====== Trecho fornecido
CARLOS DRUMMOND DE ANDRADE: A POÉTICA DO ATRITO E DA ANARQUIA

 

É interessante escrever colunas periódicas porque as datas de publicação são conhecidas antecipadamente, o que permite planejar os temas. Hoje é 31 de outubro de 2022. Eu poderia falar sobre as eleições brasileiras, como todo mundo, mas havia me organizado para escrever sobre Carlos Drummond de Andrade – que nasceu em Itabira/MG há exatos 120 anos – e resolvi manter o planejamento.
============
====== Trechos das linhas
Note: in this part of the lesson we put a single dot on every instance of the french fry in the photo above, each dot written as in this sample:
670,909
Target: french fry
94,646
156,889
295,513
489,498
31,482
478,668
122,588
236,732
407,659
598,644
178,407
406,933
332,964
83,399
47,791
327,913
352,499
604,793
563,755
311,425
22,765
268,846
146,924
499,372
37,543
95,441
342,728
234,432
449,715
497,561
============
====== Trechos das linhas
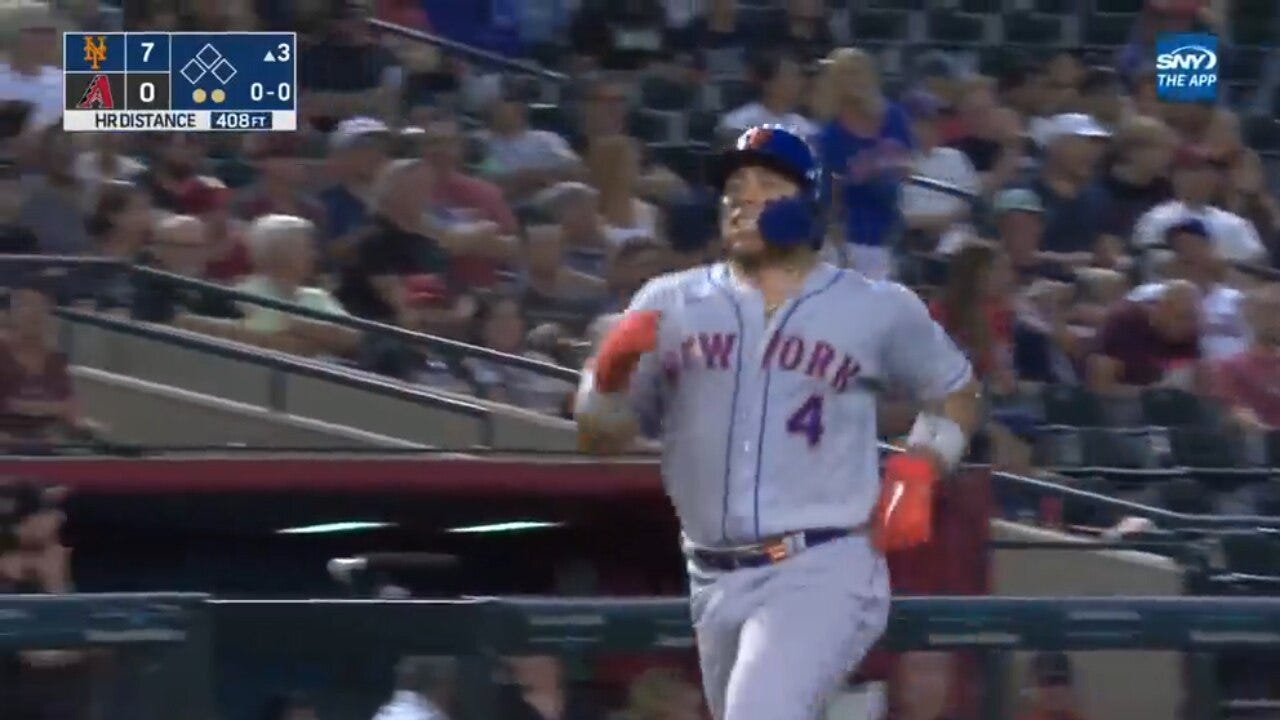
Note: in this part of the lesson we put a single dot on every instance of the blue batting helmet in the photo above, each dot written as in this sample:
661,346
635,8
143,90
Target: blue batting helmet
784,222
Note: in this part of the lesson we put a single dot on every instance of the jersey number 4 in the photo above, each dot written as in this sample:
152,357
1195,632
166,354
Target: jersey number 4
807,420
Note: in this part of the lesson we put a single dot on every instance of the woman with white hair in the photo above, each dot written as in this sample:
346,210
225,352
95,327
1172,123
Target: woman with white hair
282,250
============
◆ Tarefa proposta A
Por favor, liste todos os números escritos em algarismos no parágrafo do texto sobre Drummond.
◆ Tarefa proposta B
Dê sequência ao texto sobre Drummond a partir da última frase apresentada.

◆ Resposta A
31, 2022, 120

◆ Resposta B
Colocar palavras na boca do povo é para poucos. Conheci Drummond pela expressão “E agora, José?” que as pessoas repetiam quando a coisa apertava. Tempos depois descobri que a pergunta era na verdade um verso do poeta de Itabira. Dizem, por lá, que Drummond teria escrito o poema José para o irmão de mesmo nome, que, apaixonado, invadiu um palacete a cavalo para levar a amada. Mas foi capturado e surrado pela família dela (Invadir a cavalo um imóvel com corredores e escadas... Que ideia besta...). O tal palacete foi transformado, posteriormente, no hotel central de Itabira, hospedar-se por lá é como voltar um século no tempo. Nas horas mais silenciosas, após o almoço ou no meio da madrugada, quase se ouvem os fantasmas do passado caminhando pelo piso de madeira. Drummond realmente teve um irmão chamado José, mas não sei se a história contada sobre ele é real. Manoel de Barros afirmou que só dez por cento do que escrevia era mentira, enquanto noventa por cento era inventado. Talvez o mesmo valha para a história que se conta sobre o irmão de Drummond. Talvez a invasão ao palacete seja uma invenção coletiva do povo itabirano.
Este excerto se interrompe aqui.